__Short exercise__. Return every line of the entries below that contains the word "bottle".

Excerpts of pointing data

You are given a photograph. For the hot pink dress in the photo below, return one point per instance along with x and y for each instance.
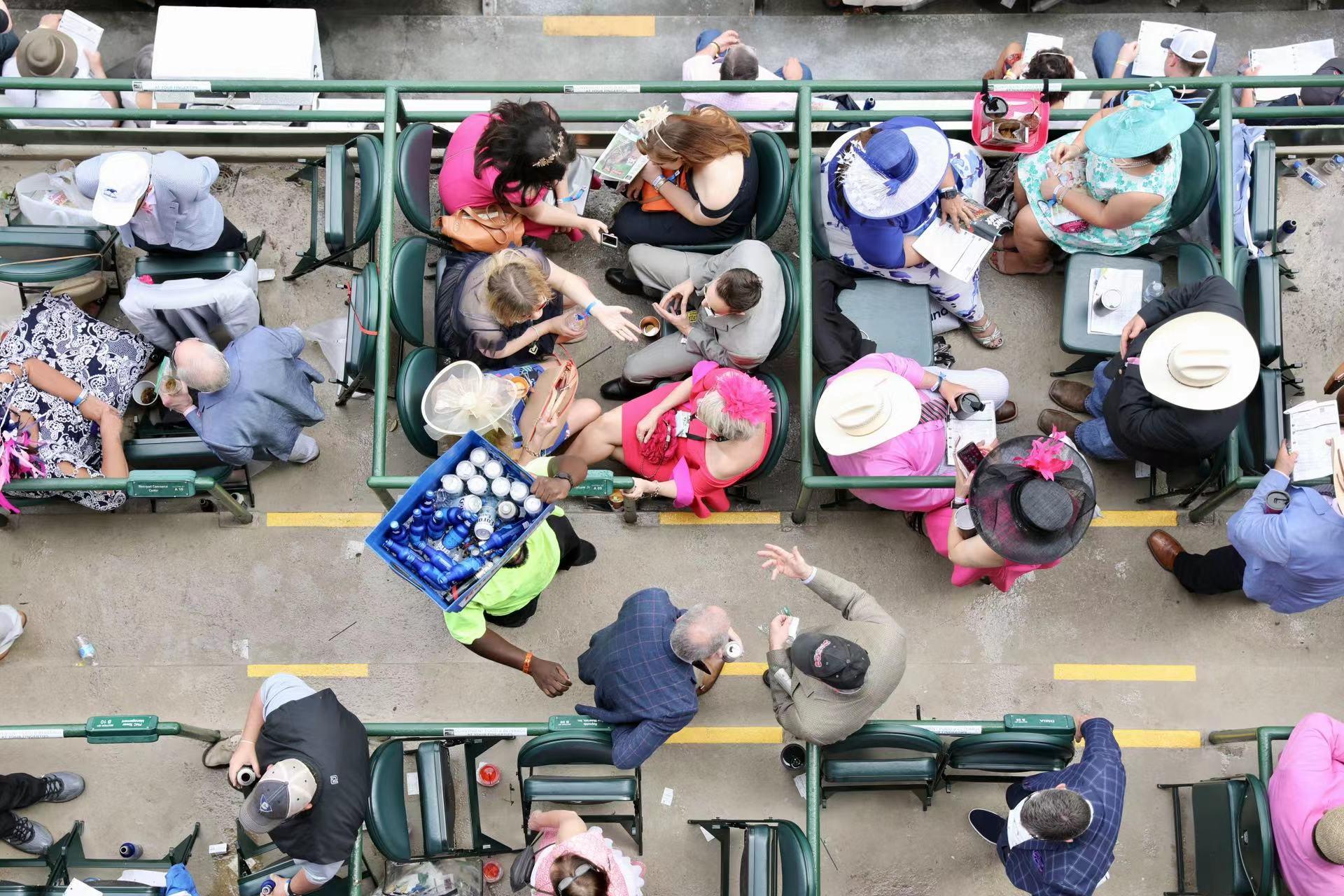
(936, 527)
(458, 187)
(685, 464)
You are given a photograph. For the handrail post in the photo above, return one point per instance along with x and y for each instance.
(803, 213)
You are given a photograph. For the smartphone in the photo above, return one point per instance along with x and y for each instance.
(971, 456)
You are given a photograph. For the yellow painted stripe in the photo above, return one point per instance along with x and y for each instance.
(1108, 672)
(598, 26)
(311, 669)
(743, 669)
(1147, 519)
(729, 517)
(743, 735)
(326, 520)
(1159, 739)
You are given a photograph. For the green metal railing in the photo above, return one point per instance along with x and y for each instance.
(1219, 108)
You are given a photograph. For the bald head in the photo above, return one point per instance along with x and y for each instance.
(701, 633)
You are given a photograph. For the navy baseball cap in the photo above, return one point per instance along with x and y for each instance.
(830, 659)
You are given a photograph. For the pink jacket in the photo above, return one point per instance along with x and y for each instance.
(1307, 783)
(921, 451)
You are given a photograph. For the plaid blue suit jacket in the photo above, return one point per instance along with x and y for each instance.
(1053, 868)
(644, 691)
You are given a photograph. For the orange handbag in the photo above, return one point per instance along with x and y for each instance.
(652, 200)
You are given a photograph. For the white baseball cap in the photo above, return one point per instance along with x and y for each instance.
(1190, 45)
(122, 181)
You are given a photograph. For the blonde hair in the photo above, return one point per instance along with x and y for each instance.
(698, 137)
(515, 286)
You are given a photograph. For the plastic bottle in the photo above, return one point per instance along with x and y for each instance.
(88, 653)
(1308, 174)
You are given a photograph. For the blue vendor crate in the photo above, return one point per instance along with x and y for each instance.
(429, 482)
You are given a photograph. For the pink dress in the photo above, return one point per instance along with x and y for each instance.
(624, 876)
(936, 527)
(458, 187)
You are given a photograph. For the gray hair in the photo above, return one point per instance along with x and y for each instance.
(701, 633)
(1057, 814)
(710, 412)
(739, 64)
(206, 370)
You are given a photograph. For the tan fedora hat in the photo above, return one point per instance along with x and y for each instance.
(863, 409)
(45, 52)
(1202, 360)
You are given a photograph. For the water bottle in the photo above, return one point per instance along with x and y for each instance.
(88, 654)
(1307, 174)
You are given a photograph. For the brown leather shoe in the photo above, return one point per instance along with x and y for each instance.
(1051, 419)
(1070, 396)
(1164, 548)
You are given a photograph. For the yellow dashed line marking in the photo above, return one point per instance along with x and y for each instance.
(598, 26)
(729, 517)
(1105, 672)
(743, 668)
(743, 735)
(324, 520)
(1145, 519)
(311, 669)
(1159, 739)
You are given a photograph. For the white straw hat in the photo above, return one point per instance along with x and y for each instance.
(863, 409)
(1202, 360)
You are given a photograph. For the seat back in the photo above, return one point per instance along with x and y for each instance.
(778, 428)
(792, 307)
(417, 372)
(369, 153)
(568, 748)
(1198, 169)
(362, 316)
(1011, 751)
(386, 818)
(773, 182)
(414, 148)
(407, 311)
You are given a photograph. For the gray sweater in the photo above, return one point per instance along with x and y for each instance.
(813, 711)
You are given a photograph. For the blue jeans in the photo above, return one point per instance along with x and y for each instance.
(1107, 51)
(1092, 437)
(707, 36)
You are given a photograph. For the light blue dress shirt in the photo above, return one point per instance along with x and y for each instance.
(1294, 561)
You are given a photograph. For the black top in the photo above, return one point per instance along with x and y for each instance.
(332, 742)
(1149, 429)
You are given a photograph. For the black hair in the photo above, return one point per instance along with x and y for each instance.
(1050, 64)
(528, 148)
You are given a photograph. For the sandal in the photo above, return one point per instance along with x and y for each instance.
(988, 335)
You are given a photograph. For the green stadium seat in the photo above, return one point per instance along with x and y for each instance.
(336, 222)
(581, 747)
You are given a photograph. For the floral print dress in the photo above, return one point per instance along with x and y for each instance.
(1104, 182)
(105, 360)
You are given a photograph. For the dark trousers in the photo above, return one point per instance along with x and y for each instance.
(230, 241)
(569, 543)
(1215, 573)
(18, 792)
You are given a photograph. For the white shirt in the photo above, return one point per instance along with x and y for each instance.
(54, 99)
(704, 67)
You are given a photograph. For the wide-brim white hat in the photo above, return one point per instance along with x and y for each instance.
(864, 407)
(875, 194)
(1203, 362)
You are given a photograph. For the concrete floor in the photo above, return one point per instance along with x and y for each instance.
(223, 597)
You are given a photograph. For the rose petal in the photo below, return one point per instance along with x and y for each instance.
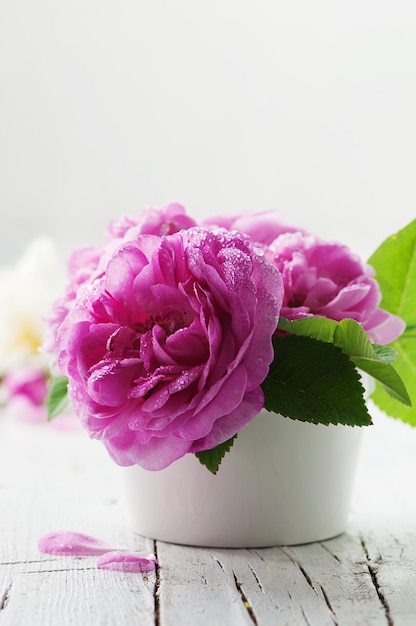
(126, 562)
(70, 543)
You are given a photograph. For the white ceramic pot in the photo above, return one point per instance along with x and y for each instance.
(283, 482)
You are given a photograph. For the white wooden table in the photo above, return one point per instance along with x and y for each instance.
(52, 479)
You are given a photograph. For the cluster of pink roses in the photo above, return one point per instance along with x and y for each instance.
(165, 331)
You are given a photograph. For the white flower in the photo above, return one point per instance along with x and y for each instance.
(27, 292)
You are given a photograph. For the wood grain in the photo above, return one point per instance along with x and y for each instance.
(53, 479)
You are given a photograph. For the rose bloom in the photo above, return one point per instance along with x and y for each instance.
(87, 263)
(26, 393)
(326, 279)
(263, 227)
(166, 348)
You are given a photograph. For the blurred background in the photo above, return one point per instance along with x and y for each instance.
(108, 106)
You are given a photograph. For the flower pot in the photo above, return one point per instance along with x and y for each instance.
(283, 482)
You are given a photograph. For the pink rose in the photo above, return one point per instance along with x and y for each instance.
(26, 389)
(326, 279)
(263, 227)
(167, 346)
(89, 262)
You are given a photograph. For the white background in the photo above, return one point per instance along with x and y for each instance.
(107, 106)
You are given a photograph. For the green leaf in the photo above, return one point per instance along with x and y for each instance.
(212, 458)
(321, 328)
(354, 341)
(395, 265)
(406, 369)
(58, 396)
(314, 381)
(386, 354)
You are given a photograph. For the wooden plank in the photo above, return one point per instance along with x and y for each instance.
(391, 560)
(195, 589)
(81, 595)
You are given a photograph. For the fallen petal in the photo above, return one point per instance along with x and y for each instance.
(69, 543)
(126, 562)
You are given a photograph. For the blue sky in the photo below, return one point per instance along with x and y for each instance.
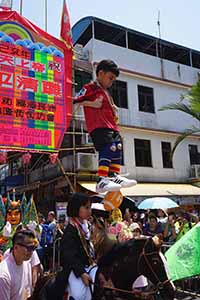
(180, 19)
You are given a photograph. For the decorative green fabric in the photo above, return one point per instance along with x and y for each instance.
(183, 257)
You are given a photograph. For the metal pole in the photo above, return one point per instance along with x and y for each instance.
(21, 7)
(45, 11)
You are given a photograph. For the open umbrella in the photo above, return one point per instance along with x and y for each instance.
(157, 202)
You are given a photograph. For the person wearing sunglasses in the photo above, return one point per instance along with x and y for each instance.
(15, 269)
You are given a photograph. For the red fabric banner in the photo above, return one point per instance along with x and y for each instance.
(35, 86)
(65, 32)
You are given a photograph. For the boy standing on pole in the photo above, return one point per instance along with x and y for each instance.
(101, 115)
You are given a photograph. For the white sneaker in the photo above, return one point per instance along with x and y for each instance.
(107, 185)
(123, 181)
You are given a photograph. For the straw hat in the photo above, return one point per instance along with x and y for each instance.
(134, 226)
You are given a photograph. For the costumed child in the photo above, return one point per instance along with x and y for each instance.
(101, 116)
(77, 252)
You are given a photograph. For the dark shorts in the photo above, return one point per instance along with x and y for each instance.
(104, 136)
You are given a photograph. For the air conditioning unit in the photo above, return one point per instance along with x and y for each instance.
(79, 113)
(87, 161)
(195, 171)
(80, 52)
(86, 139)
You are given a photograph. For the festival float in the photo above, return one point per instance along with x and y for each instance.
(35, 105)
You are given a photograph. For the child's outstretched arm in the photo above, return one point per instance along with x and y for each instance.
(97, 103)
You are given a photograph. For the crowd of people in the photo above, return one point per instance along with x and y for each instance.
(31, 253)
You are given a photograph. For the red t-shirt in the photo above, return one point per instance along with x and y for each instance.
(102, 117)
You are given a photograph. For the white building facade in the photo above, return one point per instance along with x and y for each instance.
(147, 81)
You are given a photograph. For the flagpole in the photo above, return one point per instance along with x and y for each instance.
(45, 11)
(21, 7)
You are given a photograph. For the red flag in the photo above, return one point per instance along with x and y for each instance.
(65, 32)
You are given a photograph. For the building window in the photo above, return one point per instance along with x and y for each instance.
(81, 78)
(119, 93)
(143, 153)
(166, 152)
(194, 155)
(146, 99)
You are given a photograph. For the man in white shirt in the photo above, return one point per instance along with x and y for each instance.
(15, 272)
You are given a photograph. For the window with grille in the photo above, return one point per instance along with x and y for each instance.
(119, 93)
(194, 155)
(166, 152)
(146, 99)
(143, 153)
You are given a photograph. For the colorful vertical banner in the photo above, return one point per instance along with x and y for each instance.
(35, 86)
(6, 4)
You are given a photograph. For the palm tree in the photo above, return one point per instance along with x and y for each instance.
(192, 108)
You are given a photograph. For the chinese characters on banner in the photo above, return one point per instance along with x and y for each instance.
(35, 87)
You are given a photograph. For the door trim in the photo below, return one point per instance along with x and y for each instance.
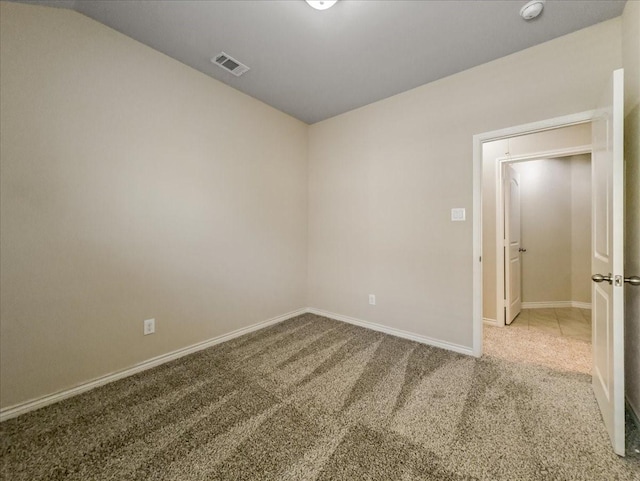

__Completed exercise__.
You are given a photograph. For the plastic bottle in the photo above, return one point per instance along with x and y for each instance.
You are given a photograph. For the water bottle in the photo above, return one point per instance along with x and y for each instance.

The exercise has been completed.